**** Supplied records ****

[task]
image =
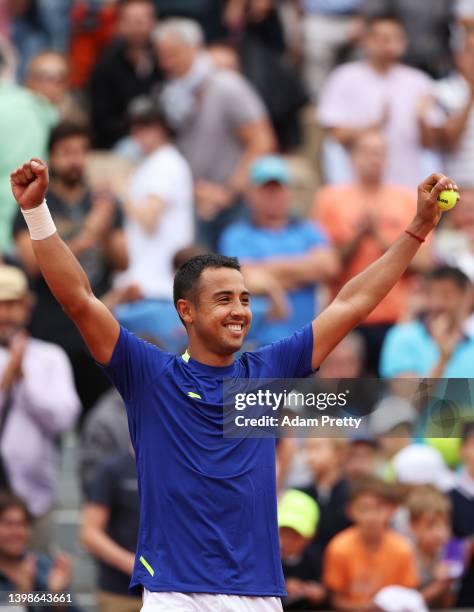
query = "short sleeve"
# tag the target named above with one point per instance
(102, 491)
(290, 357)
(134, 364)
(243, 103)
(397, 355)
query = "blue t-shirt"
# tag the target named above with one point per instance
(208, 511)
(251, 243)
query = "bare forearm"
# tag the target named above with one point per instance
(62, 272)
(368, 288)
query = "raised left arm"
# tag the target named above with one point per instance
(365, 291)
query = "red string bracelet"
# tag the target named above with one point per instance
(414, 236)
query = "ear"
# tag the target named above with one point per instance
(185, 310)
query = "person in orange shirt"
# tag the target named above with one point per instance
(365, 558)
(362, 219)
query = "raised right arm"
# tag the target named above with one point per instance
(61, 270)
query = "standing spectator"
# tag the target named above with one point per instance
(298, 516)
(22, 569)
(109, 530)
(462, 498)
(430, 52)
(328, 27)
(221, 124)
(21, 112)
(436, 345)
(47, 75)
(159, 203)
(365, 558)
(455, 94)
(383, 93)
(91, 224)
(295, 254)
(38, 403)
(105, 433)
(126, 70)
(430, 525)
(362, 219)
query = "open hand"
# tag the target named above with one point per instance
(29, 183)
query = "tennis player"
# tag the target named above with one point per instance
(208, 537)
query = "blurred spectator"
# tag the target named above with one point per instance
(125, 70)
(454, 241)
(383, 94)
(159, 203)
(325, 458)
(39, 402)
(93, 25)
(362, 219)
(430, 525)
(21, 112)
(430, 51)
(455, 94)
(462, 498)
(361, 458)
(47, 75)
(437, 345)
(24, 570)
(91, 224)
(104, 433)
(298, 517)
(109, 529)
(369, 556)
(293, 254)
(221, 124)
(328, 28)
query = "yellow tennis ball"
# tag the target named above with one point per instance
(448, 199)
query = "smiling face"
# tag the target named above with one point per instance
(217, 316)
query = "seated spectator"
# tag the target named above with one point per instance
(383, 94)
(158, 204)
(430, 525)
(326, 458)
(327, 30)
(365, 558)
(48, 75)
(298, 517)
(455, 95)
(294, 254)
(109, 529)
(462, 498)
(362, 219)
(21, 112)
(221, 124)
(104, 433)
(430, 52)
(437, 344)
(126, 69)
(22, 569)
(454, 241)
(91, 224)
(38, 402)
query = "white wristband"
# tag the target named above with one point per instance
(39, 222)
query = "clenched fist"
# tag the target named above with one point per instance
(30, 183)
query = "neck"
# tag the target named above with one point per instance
(381, 66)
(208, 357)
(70, 194)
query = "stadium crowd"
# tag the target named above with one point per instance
(291, 134)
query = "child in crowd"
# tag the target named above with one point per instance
(430, 523)
(369, 556)
(462, 498)
(298, 516)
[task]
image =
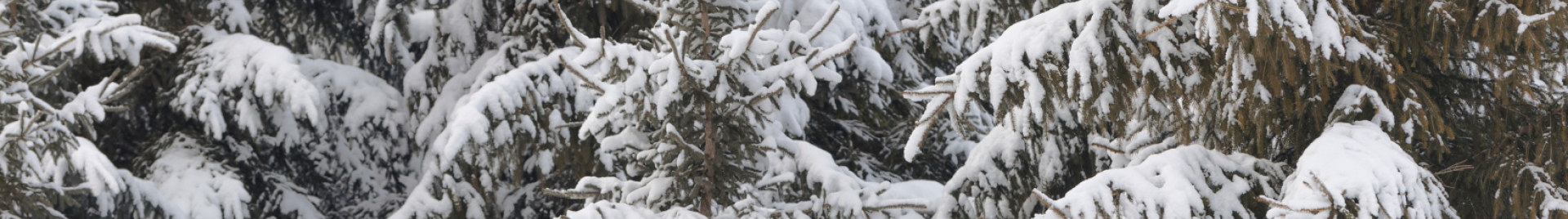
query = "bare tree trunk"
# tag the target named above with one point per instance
(712, 162)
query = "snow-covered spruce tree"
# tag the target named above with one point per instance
(311, 138)
(1356, 171)
(491, 102)
(1254, 77)
(700, 126)
(52, 168)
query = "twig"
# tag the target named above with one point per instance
(591, 83)
(51, 74)
(1043, 200)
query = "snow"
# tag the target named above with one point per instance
(1351, 104)
(242, 71)
(1183, 182)
(1356, 164)
(190, 181)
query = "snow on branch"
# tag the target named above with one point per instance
(243, 80)
(1355, 169)
(1183, 182)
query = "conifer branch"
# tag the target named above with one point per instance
(1043, 200)
(822, 24)
(591, 83)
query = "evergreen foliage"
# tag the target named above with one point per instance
(783, 109)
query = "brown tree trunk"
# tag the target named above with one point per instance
(709, 147)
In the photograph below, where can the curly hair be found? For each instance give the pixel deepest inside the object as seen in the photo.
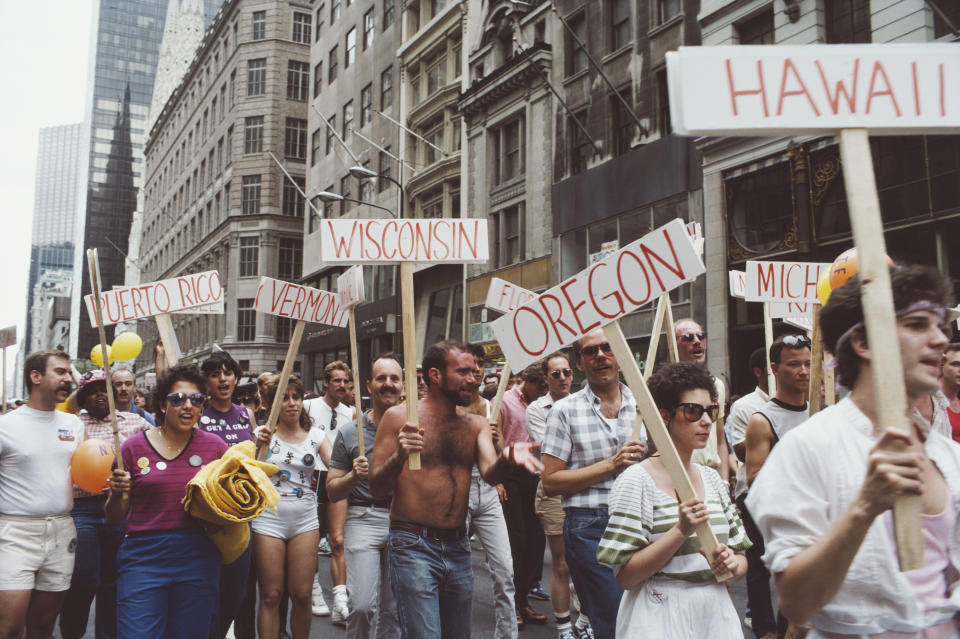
(179, 373)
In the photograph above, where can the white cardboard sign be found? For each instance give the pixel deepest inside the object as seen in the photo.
(350, 287)
(128, 303)
(286, 299)
(504, 296)
(891, 89)
(782, 281)
(408, 240)
(657, 263)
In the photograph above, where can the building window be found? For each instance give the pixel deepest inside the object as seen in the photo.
(298, 80)
(253, 134)
(388, 13)
(256, 76)
(259, 25)
(302, 26)
(576, 58)
(246, 321)
(847, 21)
(508, 160)
(331, 126)
(758, 29)
(666, 10)
(251, 194)
(366, 105)
(386, 89)
(249, 257)
(332, 66)
(295, 139)
(350, 45)
(619, 14)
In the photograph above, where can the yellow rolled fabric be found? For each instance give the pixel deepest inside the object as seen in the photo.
(229, 492)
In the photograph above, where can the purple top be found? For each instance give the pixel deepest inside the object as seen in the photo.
(232, 427)
(158, 485)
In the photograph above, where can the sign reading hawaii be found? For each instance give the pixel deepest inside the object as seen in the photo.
(657, 263)
(761, 90)
(420, 240)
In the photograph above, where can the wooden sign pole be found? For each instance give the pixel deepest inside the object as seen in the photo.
(409, 350)
(93, 264)
(650, 416)
(879, 316)
(292, 350)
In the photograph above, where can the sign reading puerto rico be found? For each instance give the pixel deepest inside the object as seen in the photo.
(286, 299)
(657, 263)
(891, 89)
(782, 281)
(409, 240)
(128, 303)
(504, 296)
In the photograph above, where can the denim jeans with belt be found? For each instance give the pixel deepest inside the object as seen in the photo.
(94, 572)
(433, 585)
(596, 586)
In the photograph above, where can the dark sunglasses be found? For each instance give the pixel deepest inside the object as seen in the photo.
(693, 412)
(179, 399)
(592, 350)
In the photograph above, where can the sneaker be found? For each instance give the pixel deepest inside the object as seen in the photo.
(318, 605)
(324, 548)
(537, 592)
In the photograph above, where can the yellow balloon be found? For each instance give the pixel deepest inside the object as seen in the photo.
(95, 356)
(823, 287)
(126, 346)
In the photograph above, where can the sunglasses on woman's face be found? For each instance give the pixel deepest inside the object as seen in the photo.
(693, 412)
(179, 399)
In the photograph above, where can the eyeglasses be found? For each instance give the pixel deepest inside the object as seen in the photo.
(179, 399)
(593, 349)
(693, 412)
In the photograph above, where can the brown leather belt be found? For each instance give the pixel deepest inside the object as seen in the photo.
(427, 532)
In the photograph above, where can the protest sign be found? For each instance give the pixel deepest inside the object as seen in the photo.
(892, 89)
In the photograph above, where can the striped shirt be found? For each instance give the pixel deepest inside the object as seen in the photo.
(579, 434)
(640, 513)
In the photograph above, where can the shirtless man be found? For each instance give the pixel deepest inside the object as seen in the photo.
(429, 553)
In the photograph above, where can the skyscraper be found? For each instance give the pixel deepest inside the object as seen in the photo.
(123, 66)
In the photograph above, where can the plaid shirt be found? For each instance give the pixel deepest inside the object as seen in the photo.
(127, 423)
(578, 434)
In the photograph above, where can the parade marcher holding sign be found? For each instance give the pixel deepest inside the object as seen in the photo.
(39, 539)
(285, 542)
(672, 588)
(430, 561)
(169, 570)
(373, 611)
(823, 499)
(586, 445)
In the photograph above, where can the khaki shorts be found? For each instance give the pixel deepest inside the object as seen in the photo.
(37, 553)
(550, 512)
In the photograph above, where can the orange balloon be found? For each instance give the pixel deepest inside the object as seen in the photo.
(92, 464)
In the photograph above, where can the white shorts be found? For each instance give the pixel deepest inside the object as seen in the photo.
(295, 516)
(37, 553)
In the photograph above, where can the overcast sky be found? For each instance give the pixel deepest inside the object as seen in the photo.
(44, 49)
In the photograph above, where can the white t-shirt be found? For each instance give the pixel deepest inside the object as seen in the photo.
(35, 451)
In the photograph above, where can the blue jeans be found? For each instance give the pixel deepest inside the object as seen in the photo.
(168, 585)
(596, 586)
(432, 584)
(94, 572)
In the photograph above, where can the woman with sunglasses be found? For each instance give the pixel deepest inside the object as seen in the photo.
(285, 542)
(672, 590)
(168, 568)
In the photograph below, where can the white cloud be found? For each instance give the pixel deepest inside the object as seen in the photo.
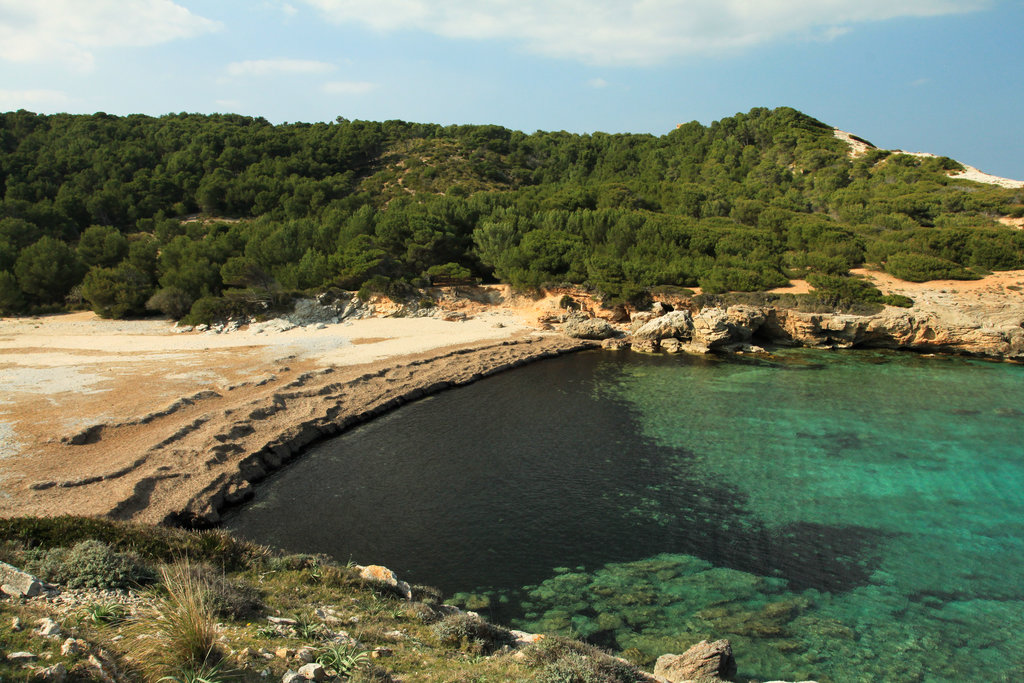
(71, 31)
(278, 67)
(347, 87)
(632, 32)
(47, 100)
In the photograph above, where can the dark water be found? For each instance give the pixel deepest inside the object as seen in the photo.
(839, 516)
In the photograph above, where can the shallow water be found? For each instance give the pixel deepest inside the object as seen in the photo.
(840, 516)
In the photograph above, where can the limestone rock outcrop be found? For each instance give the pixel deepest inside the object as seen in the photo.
(705, 663)
(676, 325)
(588, 328)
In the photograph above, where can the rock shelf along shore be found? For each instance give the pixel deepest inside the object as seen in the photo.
(144, 421)
(112, 437)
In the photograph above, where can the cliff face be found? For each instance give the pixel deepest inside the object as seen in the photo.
(989, 332)
(992, 333)
(975, 317)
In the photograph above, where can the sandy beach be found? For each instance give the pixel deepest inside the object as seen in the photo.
(136, 420)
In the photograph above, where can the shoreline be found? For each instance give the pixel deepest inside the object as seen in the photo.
(138, 421)
(185, 462)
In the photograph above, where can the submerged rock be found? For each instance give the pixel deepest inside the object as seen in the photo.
(705, 663)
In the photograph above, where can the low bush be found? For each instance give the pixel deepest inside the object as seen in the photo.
(472, 634)
(566, 660)
(154, 543)
(92, 564)
(230, 599)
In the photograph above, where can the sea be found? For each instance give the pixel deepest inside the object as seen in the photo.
(849, 515)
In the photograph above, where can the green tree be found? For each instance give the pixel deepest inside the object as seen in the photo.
(11, 300)
(101, 246)
(117, 292)
(47, 269)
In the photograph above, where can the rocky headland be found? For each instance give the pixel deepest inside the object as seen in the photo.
(981, 318)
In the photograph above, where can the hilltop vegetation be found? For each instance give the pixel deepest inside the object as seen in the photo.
(93, 208)
(147, 603)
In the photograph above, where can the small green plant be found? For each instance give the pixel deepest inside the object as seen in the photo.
(343, 658)
(102, 613)
(308, 628)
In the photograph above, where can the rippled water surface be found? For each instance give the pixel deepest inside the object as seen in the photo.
(843, 516)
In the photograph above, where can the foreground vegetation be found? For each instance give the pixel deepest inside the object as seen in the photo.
(160, 604)
(93, 210)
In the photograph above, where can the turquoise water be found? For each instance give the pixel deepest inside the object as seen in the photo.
(840, 516)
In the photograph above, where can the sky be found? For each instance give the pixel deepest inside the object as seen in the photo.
(938, 76)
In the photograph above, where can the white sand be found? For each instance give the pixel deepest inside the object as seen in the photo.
(858, 148)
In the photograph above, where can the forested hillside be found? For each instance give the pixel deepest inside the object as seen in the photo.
(93, 210)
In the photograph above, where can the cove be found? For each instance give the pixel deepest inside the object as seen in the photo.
(840, 516)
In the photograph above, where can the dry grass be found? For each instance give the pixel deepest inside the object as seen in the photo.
(176, 639)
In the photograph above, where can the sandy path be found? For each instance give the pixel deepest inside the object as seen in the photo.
(130, 420)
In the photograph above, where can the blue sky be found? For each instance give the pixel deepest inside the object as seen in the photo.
(939, 76)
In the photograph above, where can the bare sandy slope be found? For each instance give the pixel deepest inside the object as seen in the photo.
(132, 420)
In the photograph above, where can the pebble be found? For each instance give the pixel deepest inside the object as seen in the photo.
(20, 657)
(312, 672)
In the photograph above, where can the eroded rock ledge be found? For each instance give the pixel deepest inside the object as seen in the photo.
(185, 464)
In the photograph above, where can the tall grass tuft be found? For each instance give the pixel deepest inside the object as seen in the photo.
(176, 638)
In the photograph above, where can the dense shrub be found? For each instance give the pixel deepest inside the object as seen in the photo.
(923, 267)
(170, 301)
(92, 564)
(470, 633)
(155, 543)
(566, 660)
(116, 292)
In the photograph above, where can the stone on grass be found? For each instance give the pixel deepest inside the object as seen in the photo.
(48, 628)
(380, 574)
(18, 584)
(55, 674)
(312, 672)
(20, 657)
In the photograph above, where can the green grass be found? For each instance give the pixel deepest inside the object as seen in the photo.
(188, 640)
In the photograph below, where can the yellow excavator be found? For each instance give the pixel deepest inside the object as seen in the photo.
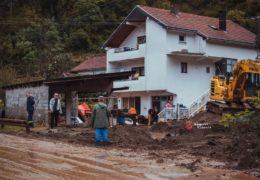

****

Every line in the listing that holds "tennis" belongs in the answer.

> [Your solution]
query = "tennis player"
query = "yellow tennis ball"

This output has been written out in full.